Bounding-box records
○ ○ ○

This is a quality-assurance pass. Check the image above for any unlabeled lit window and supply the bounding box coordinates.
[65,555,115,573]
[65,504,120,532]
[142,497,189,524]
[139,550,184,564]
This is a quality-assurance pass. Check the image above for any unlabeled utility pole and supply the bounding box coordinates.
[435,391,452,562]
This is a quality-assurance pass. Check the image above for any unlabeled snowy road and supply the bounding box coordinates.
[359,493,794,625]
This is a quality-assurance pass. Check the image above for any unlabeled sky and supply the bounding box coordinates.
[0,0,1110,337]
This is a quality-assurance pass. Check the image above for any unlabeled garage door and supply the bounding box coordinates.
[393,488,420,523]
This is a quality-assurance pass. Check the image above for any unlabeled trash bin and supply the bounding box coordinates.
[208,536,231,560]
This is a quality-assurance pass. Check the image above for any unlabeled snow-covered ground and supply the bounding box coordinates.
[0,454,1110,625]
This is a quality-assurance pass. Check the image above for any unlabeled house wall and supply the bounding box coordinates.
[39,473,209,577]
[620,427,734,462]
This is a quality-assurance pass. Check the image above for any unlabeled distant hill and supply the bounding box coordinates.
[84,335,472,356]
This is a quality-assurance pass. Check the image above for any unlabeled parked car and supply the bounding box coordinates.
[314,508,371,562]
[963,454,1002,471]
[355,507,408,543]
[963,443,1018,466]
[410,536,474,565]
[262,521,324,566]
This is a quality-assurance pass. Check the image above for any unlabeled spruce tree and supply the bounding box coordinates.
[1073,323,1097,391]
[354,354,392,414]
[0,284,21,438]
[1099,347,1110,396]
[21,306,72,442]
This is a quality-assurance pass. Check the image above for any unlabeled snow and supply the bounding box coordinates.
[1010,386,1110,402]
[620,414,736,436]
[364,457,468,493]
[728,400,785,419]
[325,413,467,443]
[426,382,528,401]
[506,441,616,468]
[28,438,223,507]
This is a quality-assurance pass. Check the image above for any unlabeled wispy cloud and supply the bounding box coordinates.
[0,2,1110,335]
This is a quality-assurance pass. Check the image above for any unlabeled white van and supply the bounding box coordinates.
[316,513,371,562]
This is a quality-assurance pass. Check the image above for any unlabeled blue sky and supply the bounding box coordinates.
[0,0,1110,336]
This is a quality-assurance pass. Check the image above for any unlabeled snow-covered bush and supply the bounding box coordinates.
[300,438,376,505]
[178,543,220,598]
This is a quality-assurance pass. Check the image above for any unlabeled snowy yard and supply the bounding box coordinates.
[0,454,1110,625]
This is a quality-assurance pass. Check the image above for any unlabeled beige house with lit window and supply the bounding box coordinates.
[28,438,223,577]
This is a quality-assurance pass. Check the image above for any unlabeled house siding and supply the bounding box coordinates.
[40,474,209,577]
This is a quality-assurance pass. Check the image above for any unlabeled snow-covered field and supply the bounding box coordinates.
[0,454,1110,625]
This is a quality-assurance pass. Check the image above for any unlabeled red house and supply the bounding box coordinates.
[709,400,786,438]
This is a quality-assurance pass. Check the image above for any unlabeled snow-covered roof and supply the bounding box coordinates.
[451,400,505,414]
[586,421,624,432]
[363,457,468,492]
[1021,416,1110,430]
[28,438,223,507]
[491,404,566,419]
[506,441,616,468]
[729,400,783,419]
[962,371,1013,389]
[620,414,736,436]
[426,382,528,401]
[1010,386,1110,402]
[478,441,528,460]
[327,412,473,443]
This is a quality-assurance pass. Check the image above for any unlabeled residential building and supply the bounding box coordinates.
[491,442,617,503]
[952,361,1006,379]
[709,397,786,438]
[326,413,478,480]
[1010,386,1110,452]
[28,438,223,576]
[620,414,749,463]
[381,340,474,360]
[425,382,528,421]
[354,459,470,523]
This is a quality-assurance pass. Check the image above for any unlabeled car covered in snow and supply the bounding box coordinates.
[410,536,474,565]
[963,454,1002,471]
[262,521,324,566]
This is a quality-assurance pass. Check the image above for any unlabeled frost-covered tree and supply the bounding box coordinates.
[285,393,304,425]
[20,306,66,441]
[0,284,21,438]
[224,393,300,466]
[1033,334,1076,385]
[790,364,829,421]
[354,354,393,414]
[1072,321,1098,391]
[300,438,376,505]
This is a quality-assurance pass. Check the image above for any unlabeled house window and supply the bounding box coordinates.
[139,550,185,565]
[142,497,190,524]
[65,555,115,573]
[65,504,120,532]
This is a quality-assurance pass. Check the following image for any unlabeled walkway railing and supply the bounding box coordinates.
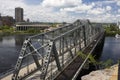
[12,20,103,80]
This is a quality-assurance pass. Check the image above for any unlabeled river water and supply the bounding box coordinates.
[0,35,120,73]
[100,37,120,64]
[0,35,28,73]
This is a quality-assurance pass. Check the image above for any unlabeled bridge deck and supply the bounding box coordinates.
[55,32,101,80]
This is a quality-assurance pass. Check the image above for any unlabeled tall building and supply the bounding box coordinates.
[0,13,2,26]
[15,7,23,22]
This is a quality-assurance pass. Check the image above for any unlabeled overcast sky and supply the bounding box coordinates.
[0,0,120,22]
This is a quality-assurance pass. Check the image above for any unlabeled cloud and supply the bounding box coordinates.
[60,4,93,12]
[0,0,120,22]
[87,8,105,15]
[106,6,112,11]
[41,0,82,7]
[117,1,120,6]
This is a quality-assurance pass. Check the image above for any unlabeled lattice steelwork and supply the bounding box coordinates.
[12,20,103,80]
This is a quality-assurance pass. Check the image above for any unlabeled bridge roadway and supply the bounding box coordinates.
[55,33,104,80]
[0,39,85,80]
[1,20,104,80]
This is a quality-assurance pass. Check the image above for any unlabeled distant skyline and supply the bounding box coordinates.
[0,0,120,22]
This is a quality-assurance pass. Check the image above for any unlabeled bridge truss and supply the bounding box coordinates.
[12,20,103,80]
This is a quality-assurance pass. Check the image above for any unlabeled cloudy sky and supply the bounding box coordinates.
[0,0,120,22]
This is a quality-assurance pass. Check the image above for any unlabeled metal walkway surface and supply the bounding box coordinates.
[2,20,104,80]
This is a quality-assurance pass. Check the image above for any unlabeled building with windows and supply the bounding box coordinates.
[15,7,23,22]
[117,21,120,29]
[15,22,51,31]
[0,14,2,26]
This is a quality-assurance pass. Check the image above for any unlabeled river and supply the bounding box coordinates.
[0,35,31,73]
[100,37,120,64]
[0,35,120,73]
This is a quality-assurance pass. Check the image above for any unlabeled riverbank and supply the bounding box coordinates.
[81,64,118,80]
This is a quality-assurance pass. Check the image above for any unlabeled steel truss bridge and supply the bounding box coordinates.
[1,20,104,80]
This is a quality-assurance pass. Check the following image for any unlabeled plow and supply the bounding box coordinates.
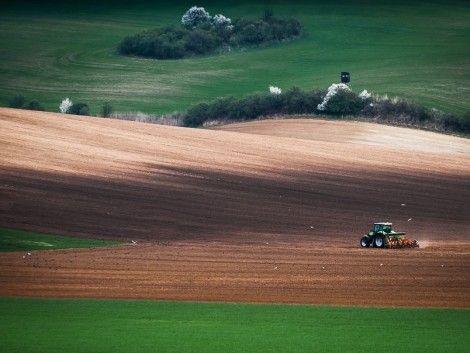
[360,222,419,249]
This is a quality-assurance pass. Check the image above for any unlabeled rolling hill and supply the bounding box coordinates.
[0,109,470,308]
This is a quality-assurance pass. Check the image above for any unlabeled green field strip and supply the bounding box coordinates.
[0,298,470,353]
[0,228,124,252]
[0,0,470,114]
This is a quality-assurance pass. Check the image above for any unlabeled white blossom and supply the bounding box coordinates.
[59,97,72,114]
[269,86,282,94]
[358,89,372,101]
[181,6,212,29]
[317,83,351,110]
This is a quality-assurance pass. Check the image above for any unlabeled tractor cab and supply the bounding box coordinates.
[369,222,393,236]
[360,222,419,248]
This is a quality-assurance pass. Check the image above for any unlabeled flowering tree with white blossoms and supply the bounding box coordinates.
[317,83,351,110]
[269,86,282,94]
[59,97,73,114]
[358,89,372,101]
[181,6,212,30]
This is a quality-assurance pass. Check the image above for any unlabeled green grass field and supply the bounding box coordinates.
[0,298,470,353]
[0,228,123,252]
[0,0,470,114]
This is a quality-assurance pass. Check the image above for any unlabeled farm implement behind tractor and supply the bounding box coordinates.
[360,222,419,249]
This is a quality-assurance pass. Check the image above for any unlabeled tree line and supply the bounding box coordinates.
[117,6,302,60]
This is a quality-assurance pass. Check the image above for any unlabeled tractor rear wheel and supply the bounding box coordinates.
[374,235,385,248]
[360,235,370,248]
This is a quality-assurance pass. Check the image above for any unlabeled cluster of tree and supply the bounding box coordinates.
[8,95,45,111]
[118,6,302,59]
[183,85,470,135]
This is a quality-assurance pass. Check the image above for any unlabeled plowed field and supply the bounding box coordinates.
[0,109,470,308]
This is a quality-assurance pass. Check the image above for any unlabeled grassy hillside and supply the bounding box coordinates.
[0,299,470,353]
[0,0,470,114]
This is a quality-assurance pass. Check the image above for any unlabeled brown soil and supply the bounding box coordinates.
[0,109,470,308]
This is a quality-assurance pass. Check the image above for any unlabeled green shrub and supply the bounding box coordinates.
[326,90,364,115]
[118,7,301,60]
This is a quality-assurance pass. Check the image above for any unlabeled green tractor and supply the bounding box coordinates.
[360,222,419,249]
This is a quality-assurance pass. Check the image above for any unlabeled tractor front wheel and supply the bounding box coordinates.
[361,235,370,248]
[374,235,385,248]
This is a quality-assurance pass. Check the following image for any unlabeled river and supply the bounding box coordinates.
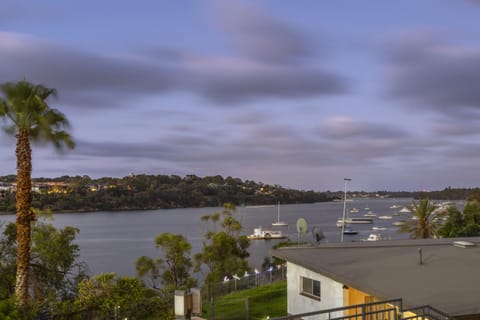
[0,198,412,276]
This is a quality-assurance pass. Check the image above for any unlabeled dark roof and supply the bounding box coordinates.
[271,237,480,316]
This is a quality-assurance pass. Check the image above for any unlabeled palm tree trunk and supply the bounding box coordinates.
[15,129,33,306]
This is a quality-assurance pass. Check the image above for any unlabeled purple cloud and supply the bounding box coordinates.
[386,33,480,117]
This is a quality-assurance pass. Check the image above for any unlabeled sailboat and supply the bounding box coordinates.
[272,201,288,227]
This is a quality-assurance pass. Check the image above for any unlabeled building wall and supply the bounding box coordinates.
[287,262,344,319]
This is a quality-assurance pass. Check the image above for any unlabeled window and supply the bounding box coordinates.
[300,277,320,300]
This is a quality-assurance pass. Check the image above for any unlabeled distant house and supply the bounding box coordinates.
[272,238,480,320]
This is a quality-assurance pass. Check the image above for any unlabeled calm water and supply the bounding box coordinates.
[0,199,412,276]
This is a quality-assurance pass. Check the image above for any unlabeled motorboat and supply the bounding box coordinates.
[366,233,382,241]
[337,218,373,228]
[343,226,358,235]
[378,216,393,220]
[247,227,286,240]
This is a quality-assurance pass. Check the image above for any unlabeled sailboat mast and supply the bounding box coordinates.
[277,201,280,222]
[340,178,352,243]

○ ○ ○

* [What to do] Give the stretch of lines from the one containing "yard and supply the bounding box coordinates." through the one containing "[28,438,223,577]" as a Markdown table with the columns Row and Line. Leave out any blank lines.

* [Right answer]
| Row | Line |
|---|---|
| 1 | This is a quality-assurance pass. Check the image above for any unlabeled snowy yard and supply the bounding box coordinates. |
| 2 | [0,454,1110,625] |
| 3 | This is a quality-assurance pass. Check the image above for any unlabeled beige house with lit window and supply the bounding box coordinates. |
| 4 | [28,438,223,577] |